[DIRECTION] Rewrite each of the records below with "detections" changed to "matches" wherever it occurs and every other part left as it stands. Leave the pictures out of your version.

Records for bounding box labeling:
============================================================
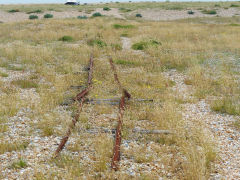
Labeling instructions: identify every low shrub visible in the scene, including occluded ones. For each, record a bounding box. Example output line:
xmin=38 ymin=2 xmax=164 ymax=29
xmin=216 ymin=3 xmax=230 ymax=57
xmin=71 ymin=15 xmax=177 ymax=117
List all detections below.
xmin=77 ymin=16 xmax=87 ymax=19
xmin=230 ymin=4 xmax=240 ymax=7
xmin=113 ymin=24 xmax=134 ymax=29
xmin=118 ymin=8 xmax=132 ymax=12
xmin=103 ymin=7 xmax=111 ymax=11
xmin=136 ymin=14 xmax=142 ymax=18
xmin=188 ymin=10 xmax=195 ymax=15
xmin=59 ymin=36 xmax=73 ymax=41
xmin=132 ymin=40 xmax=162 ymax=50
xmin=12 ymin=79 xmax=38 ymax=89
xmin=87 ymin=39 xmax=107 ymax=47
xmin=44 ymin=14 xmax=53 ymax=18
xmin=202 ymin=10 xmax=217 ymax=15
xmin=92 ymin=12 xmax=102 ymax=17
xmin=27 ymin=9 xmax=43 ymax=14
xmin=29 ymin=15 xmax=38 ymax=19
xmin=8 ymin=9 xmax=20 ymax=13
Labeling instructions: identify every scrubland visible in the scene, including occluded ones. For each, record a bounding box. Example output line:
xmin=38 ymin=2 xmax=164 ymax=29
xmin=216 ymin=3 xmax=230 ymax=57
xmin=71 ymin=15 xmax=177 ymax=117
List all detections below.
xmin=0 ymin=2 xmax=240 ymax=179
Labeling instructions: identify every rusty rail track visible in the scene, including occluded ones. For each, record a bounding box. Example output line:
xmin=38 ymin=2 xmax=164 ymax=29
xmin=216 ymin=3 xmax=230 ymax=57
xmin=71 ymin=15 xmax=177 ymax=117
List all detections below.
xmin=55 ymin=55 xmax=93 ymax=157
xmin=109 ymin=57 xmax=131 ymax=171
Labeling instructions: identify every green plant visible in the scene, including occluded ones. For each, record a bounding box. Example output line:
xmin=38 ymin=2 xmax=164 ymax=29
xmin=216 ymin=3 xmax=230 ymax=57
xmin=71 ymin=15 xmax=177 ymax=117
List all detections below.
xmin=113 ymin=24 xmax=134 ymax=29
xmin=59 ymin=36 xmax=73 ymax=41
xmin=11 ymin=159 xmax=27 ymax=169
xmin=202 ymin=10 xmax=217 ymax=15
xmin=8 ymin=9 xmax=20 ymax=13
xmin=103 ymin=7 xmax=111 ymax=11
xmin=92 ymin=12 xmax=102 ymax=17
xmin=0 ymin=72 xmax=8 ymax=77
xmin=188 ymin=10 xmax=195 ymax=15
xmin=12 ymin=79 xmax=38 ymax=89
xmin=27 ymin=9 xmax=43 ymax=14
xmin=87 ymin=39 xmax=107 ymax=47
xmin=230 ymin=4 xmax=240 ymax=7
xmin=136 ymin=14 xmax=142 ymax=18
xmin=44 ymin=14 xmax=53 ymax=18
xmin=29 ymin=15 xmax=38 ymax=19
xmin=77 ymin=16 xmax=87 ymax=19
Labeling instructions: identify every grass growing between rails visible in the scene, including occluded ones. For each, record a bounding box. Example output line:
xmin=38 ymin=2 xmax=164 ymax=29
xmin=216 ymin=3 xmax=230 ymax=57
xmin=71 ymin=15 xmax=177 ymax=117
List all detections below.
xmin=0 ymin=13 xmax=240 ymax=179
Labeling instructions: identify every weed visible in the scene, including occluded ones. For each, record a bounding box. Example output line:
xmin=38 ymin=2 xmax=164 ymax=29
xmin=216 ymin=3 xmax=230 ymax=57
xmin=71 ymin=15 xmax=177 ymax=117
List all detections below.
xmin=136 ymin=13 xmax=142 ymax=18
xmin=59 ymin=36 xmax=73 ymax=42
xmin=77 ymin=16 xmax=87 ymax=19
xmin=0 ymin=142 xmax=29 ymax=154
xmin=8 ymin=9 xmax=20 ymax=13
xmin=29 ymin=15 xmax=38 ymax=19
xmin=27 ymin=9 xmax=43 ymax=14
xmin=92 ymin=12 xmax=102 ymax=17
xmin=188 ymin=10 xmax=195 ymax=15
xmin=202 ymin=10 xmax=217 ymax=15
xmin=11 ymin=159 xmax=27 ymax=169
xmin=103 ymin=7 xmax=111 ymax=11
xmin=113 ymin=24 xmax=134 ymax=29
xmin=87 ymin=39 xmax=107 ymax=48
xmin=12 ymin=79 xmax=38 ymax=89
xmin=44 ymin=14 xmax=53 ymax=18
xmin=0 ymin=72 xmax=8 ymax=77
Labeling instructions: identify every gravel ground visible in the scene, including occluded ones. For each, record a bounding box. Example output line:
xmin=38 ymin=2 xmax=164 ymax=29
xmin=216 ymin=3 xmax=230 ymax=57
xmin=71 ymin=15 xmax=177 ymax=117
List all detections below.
============================================================
[WORKED SOLUTION]
Labeling instructions: identify every low shrub visible in the scene, including occluded ones. For each, record a bounding box. Example output line:
xmin=38 ymin=2 xmax=164 ymax=29
xmin=216 ymin=3 xmax=230 ymax=57
xmin=71 ymin=15 xmax=177 ymax=117
List all matches below.
xmin=77 ymin=16 xmax=87 ymax=19
xmin=230 ymin=4 xmax=240 ymax=7
xmin=113 ymin=24 xmax=134 ymax=29
xmin=118 ymin=8 xmax=132 ymax=12
xmin=103 ymin=7 xmax=111 ymax=11
xmin=136 ymin=14 xmax=142 ymax=18
xmin=188 ymin=10 xmax=195 ymax=15
xmin=59 ymin=36 xmax=73 ymax=41
xmin=132 ymin=40 xmax=162 ymax=50
xmin=12 ymin=79 xmax=38 ymax=89
xmin=87 ymin=39 xmax=107 ymax=47
xmin=44 ymin=14 xmax=53 ymax=18
xmin=202 ymin=10 xmax=217 ymax=15
xmin=92 ymin=12 xmax=102 ymax=17
xmin=27 ymin=9 xmax=43 ymax=14
xmin=29 ymin=15 xmax=38 ymax=19
xmin=8 ymin=9 xmax=20 ymax=13
Labeling instructions: identify every scrubland visible in the scene, including occluded ones. For each, record a bounding box. Example output line:
xmin=38 ymin=2 xmax=164 ymax=29
xmin=216 ymin=3 xmax=230 ymax=57
xmin=71 ymin=15 xmax=177 ymax=117
List all matches below.
xmin=0 ymin=2 xmax=240 ymax=179
Labeling instructions: identify every rusty rail track visible in the scene, including occluded ones. For each, record a bounding box. Example output line:
xmin=38 ymin=2 xmax=164 ymax=29
xmin=216 ymin=3 xmax=230 ymax=57
xmin=71 ymin=15 xmax=177 ymax=117
List all matches below.
xmin=55 ymin=55 xmax=93 ymax=157
xmin=109 ymin=57 xmax=131 ymax=171
Labeling instructions: identify every green plant visible in the scene, including occluded ones. For each, record a bounding box. Example output line:
xmin=38 ymin=2 xmax=164 ymax=29
xmin=216 ymin=3 xmax=230 ymax=57
xmin=71 ymin=15 xmax=177 ymax=117
List all matches below.
xmin=113 ymin=24 xmax=134 ymax=29
xmin=59 ymin=36 xmax=73 ymax=41
xmin=11 ymin=159 xmax=27 ymax=169
xmin=202 ymin=10 xmax=217 ymax=15
xmin=8 ymin=9 xmax=20 ymax=13
xmin=103 ymin=7 xmax=111 ymax=11
xmin=92 ymin=12 xmax=102 ymax=17
xmin=0 ymin=72 xmax=8 ymax=77
xmin=188 ymin=10 xmax=195 ymax=15
xmin=12 ymin=79 xmax=38 ymax=89
xmin=27 ymin=9 xmax=43 ymax=14
xmin=87 ymin=39 xmax=107 ymax=47
xmin=230 ymin=4 xmax=240 ymax=7
xmin=136 ymin=14 xmax=142 ymax=18
xmin=44 ymin=14 xmax=53 ymax=18
xmin=29 ymin=15 xmax=38 ymax=19
xmin=77 ymin=16 xmax=87 ymax=19
Labeling instructions: identify every grass growing between rails visible in the scene, including occluded ones. For each, record a bounding box. Example output line:
xmin=38 ymin=2 xmax=164 ymax=29
xmin=216 ymin=3 xmax=230 ymax=57
xmin=71 ymin=15 xmax=177 ymax=117
List all matches below.
xmin=0 ymin=13 xmax=240 ymax=179
Labeling instructions: identify every weed visible in the scene, including occluded ones. For each, record a bounding box. Example output line:
xmin=38 ymin=2 xmax=164 ymax=29
xmin=216 ymin=3 xmax=230 ymax=57
xmin=71 ymin=15 xmax=177 ymax=117
List all matches below.
xmin=136 ymin=13 xmax=142 ymax=18
xmin=59 ymin=36 xmax=73 ymax=42
xmin=77 ymin=16 xmax=87 ymax=19
xmin=0 ymin=142 xmax=29 ymax=154
xmin=8 ymin=9 xmax=20 ymax=13
xmin=29 ymin=15 xmax=38 ymax=19
xmin=27 ymin=9 xmax=43 ymax=14
xmin=92 ymin=12 xmax=102 ymax=17
xmin=188 ymin=10 xmax=195 ymax=15
xmin=202 ymin=10 xmax=217 ymax=15
xmin=11 ymin=159 xmax=27 ymax=169
xmin=103 ymin=7 xmax=111 ymax=11
xmin=113 ymin=24 xmax=134 ymax=29
xmin=87 ymin=39 xmax=107 ymax=48
xmin=12 ymin=79 xmax=38 ymax=89
xmin=44 ymin=14 xmax=53 ymax=18
xmin=0 ymin=72 xmax=8 ymax=77
Labeling instructions: identify every gravel ground visible in the scene, including occluded ones. For each, record a bounding box. Example output line:
xmin=38 ymin=2 xmax=164 ymax=29
xmin=216 ymin=3 xmax=230 ymax=57
xmin=71 ymin=15 xmax=177 ymax=117
List all matches below.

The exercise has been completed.